YOUR TASK:
Locate each row below containing the word "approximate" and copy those rows out in full.

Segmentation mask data
******
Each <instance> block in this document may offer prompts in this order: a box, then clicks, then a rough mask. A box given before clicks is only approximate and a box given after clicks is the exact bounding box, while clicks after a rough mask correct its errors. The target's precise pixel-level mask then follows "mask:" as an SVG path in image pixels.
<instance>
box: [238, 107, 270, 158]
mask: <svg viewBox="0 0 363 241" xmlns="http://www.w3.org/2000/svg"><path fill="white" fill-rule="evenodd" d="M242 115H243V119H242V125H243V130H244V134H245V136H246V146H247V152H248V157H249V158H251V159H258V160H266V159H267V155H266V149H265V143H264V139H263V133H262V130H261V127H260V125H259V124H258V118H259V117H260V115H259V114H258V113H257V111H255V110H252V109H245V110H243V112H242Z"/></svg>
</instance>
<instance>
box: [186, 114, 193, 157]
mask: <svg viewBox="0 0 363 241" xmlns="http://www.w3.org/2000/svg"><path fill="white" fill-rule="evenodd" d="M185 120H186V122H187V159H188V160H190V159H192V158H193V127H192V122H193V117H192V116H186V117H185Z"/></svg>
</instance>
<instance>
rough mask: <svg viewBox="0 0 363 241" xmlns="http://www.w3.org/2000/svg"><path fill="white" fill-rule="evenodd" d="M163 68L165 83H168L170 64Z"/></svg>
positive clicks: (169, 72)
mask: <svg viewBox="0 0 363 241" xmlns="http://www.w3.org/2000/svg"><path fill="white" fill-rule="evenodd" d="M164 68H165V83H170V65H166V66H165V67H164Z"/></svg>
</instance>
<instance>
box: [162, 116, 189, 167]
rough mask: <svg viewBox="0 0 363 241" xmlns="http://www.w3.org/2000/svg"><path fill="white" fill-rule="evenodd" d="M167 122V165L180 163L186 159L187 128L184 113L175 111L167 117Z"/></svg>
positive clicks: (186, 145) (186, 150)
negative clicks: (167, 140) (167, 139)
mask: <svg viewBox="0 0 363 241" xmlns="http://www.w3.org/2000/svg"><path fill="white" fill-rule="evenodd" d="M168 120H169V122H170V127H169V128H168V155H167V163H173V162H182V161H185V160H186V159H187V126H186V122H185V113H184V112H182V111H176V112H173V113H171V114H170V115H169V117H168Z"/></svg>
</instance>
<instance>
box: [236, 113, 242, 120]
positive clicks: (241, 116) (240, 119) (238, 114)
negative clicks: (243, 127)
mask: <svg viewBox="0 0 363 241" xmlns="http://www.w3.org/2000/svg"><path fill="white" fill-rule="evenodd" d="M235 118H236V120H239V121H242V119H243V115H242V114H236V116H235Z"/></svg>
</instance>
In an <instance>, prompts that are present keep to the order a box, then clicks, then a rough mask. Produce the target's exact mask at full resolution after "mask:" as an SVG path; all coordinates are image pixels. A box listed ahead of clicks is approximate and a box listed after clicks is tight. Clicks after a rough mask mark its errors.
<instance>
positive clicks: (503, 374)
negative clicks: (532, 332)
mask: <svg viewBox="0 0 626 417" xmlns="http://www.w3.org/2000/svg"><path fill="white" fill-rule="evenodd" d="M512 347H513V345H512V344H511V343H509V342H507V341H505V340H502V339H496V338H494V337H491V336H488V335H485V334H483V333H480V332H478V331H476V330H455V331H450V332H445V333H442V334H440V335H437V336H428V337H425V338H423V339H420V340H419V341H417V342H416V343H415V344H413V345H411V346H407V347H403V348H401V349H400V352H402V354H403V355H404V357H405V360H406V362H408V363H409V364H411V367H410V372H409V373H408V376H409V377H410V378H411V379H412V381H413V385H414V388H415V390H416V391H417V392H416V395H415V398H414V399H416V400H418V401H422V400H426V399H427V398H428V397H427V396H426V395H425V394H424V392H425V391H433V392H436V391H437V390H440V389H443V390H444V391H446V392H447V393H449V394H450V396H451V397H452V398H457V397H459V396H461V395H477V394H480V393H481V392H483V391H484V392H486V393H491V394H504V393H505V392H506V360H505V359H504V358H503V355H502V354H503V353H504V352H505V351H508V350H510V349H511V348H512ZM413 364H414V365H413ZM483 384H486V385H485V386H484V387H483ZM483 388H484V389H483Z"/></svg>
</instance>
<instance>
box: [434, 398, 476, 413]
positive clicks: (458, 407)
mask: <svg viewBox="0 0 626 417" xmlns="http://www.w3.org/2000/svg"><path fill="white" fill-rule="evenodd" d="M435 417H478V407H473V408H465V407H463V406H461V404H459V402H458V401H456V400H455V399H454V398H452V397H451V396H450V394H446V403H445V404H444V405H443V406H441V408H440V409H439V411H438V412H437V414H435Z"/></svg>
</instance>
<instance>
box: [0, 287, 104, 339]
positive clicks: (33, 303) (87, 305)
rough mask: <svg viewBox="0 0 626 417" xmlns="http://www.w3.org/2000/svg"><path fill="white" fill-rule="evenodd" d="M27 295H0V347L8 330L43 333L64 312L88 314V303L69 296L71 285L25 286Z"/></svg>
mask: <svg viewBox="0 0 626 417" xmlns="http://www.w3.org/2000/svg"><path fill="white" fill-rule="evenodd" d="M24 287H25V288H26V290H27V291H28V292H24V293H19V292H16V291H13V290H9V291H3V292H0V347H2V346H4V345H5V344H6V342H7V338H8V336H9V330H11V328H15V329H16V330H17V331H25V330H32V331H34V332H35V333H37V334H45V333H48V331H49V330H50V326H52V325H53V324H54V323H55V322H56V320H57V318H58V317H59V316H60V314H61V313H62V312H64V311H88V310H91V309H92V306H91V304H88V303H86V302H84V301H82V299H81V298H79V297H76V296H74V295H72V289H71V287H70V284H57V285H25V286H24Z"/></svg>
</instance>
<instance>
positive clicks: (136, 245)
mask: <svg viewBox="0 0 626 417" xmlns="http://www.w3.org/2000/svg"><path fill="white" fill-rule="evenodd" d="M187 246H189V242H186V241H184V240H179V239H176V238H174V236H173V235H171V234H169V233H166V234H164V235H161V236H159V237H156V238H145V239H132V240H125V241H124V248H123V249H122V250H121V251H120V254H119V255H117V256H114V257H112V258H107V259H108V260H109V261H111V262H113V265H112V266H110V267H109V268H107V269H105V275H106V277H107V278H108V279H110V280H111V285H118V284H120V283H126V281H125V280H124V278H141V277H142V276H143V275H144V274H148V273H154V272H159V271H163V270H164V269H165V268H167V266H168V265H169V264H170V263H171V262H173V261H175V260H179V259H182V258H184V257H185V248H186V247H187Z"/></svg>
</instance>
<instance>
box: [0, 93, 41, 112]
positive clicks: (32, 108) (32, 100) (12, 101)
******
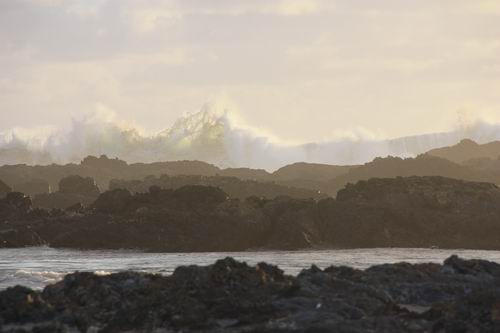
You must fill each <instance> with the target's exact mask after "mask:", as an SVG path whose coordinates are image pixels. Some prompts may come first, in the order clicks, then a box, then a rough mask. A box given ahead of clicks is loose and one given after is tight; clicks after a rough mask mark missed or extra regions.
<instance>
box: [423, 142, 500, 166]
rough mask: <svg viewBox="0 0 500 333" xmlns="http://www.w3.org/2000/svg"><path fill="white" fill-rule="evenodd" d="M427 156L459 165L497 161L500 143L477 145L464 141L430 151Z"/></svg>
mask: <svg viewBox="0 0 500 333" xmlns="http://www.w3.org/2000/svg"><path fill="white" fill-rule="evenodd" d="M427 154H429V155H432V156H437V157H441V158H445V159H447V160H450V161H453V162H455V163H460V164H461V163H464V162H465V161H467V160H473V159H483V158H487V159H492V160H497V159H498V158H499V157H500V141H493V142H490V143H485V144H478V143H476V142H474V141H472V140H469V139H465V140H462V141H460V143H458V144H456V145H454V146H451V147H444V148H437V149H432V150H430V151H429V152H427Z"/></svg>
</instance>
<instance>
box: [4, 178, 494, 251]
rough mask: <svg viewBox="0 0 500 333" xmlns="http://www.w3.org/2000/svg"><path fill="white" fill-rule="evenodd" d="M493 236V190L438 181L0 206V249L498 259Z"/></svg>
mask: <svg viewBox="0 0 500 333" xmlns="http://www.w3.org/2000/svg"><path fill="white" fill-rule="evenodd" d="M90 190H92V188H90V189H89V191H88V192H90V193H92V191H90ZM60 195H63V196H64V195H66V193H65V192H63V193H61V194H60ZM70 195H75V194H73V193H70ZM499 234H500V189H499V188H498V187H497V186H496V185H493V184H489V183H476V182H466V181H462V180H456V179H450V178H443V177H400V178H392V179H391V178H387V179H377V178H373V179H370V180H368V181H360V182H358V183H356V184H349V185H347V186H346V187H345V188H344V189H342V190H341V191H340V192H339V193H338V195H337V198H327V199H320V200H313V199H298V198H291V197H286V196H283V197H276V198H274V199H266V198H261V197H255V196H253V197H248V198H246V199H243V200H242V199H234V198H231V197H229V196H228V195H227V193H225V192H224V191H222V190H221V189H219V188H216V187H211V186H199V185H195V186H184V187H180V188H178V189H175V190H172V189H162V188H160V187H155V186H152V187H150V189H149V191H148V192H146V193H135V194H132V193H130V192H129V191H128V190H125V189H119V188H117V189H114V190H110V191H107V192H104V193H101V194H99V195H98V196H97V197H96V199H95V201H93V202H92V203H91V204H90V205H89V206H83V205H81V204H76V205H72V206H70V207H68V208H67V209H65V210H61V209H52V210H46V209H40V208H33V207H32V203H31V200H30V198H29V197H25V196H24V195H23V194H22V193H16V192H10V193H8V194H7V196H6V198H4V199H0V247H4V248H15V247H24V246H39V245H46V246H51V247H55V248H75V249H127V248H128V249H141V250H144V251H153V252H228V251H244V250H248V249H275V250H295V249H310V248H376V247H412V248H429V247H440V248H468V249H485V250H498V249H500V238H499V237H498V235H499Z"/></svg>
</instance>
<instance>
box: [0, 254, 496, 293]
******
ANSWER SPACE:
Each <instance> block in this document may offer prompts in this order: a box, then clicks, then a rough mask. A box given before clicks is only approximate and a box given after clicks is the exact bounding box, while clicks after a rough mask correct its errors. The target's precise pixel-level mask then follows "mask:" as an SVG path in image pixels.
In an <instance>, prompts that are present keep to the order a box, then clicks, then a rough mask. Produce the target's exact mask at full resolution after "mask:" as an SVG path; all coordinates are image pixels. A box listed ahead of clicks is approximate and a box listed after clicks is tight. Clicks after a rough mask mark its errors.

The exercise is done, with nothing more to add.